__Task__
Which lines in the data below contain the string "woman"? Return each of those lines in full.

(Entries from an annotation dataset)

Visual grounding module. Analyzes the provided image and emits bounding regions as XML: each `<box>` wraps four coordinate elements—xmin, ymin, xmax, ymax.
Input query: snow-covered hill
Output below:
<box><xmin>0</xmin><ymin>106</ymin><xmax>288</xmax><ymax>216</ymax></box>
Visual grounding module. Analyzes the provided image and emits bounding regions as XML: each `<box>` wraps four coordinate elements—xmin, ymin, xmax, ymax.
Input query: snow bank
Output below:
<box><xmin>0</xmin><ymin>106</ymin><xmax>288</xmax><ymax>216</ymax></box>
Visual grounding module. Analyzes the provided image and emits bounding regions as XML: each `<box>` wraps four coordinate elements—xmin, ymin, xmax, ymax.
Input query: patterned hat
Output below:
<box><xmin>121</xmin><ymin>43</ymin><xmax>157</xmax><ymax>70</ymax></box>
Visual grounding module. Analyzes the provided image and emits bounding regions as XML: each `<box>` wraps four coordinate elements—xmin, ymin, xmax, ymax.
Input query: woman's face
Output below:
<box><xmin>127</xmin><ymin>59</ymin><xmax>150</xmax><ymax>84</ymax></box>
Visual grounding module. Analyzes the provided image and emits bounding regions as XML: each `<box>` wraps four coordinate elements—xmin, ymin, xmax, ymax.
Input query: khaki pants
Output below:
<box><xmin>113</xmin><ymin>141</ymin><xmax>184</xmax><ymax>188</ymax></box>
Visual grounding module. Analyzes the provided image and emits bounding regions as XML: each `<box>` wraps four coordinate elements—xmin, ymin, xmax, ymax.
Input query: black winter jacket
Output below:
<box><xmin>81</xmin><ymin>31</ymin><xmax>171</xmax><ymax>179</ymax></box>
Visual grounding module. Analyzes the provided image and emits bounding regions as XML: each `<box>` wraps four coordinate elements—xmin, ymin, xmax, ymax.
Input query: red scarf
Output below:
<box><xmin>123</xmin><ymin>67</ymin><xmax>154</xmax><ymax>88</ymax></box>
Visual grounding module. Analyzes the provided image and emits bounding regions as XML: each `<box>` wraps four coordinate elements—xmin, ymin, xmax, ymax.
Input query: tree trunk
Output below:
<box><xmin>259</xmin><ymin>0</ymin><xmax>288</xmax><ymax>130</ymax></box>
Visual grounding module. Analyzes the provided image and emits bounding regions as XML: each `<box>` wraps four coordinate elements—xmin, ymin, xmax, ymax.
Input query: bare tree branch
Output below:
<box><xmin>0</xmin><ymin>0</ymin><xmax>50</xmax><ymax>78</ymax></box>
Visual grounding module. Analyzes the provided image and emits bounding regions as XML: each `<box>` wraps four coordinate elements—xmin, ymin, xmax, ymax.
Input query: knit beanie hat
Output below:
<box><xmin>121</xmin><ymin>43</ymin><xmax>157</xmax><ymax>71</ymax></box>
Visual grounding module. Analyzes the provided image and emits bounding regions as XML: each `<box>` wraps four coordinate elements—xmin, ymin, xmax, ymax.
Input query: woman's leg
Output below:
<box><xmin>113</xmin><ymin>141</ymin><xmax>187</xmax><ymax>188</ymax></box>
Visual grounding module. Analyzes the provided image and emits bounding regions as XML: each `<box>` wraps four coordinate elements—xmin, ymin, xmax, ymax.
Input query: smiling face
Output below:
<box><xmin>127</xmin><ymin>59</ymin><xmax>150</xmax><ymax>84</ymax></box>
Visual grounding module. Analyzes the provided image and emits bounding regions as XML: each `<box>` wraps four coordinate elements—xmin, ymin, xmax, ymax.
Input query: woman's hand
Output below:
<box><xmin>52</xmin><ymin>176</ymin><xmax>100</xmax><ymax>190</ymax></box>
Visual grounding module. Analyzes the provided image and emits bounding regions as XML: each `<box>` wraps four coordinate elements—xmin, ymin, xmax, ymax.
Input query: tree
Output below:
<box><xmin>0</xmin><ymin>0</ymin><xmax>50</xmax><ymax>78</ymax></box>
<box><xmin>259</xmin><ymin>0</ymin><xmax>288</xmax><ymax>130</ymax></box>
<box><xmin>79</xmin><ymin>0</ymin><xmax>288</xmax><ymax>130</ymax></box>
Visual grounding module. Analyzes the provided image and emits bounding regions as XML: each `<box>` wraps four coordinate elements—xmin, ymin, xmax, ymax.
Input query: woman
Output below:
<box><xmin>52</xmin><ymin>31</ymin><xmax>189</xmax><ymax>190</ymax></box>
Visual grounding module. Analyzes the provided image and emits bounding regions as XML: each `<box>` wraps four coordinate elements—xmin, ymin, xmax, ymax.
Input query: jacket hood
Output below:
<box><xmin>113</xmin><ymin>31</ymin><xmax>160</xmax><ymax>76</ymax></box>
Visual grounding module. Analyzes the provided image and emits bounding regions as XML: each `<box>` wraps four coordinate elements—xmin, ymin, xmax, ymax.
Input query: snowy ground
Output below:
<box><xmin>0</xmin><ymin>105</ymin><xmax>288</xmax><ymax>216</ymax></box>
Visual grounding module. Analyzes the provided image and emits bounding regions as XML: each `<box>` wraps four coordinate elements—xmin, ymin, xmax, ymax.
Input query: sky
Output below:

__Exercise result__
Input query: woman's face
Input query: woman's leg
Input query: woman's hand
Input query: woman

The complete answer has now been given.